- **Work task**:
Select from the records below every line that has the word "true" in it.
(Exercise data)
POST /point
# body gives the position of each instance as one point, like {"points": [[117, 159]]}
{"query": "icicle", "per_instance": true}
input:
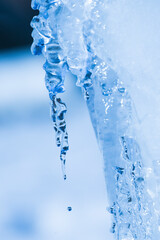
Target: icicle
{"points": [[46, 42]]}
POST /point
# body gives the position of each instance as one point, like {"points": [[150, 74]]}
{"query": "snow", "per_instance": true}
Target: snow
{"points": [[33, 195]]}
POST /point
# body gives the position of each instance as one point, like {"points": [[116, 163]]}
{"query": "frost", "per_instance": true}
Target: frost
{"points": [[113, 49]]}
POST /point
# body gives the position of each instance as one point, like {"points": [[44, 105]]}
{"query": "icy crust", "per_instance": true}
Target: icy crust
{"points": [[46, 42], [105, 43]]}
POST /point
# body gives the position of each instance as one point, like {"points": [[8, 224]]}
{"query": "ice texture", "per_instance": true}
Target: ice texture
{"points": [[113, 49]]}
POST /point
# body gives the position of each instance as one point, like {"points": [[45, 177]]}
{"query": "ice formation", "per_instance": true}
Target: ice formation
{"points": [[113, 49]]}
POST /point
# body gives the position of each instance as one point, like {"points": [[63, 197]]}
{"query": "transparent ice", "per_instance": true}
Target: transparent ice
{"points": [[113, 48]]}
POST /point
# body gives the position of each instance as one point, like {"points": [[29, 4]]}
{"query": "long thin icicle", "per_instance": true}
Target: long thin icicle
{"points": [[46, 42]]}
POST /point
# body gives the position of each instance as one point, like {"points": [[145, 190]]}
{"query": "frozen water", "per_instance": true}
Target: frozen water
(End Exercise data)
- **Exercise response**:
{"query": "icicle", "per_instance": true}
{"query": "snow", "per_instance": true}
{"query": "frost", "per_instance": true}
{"query": "icy crust", "per_instance": true}
{"query": "ice texture", "per_instance": true}
{"query": "ice formation", "per_instance": true}
{"query": "transparent ice", "per_instance": true}
{"query": "long thin icicle", "per_instance": true}
{"query": "frozen water", "per_instance": true}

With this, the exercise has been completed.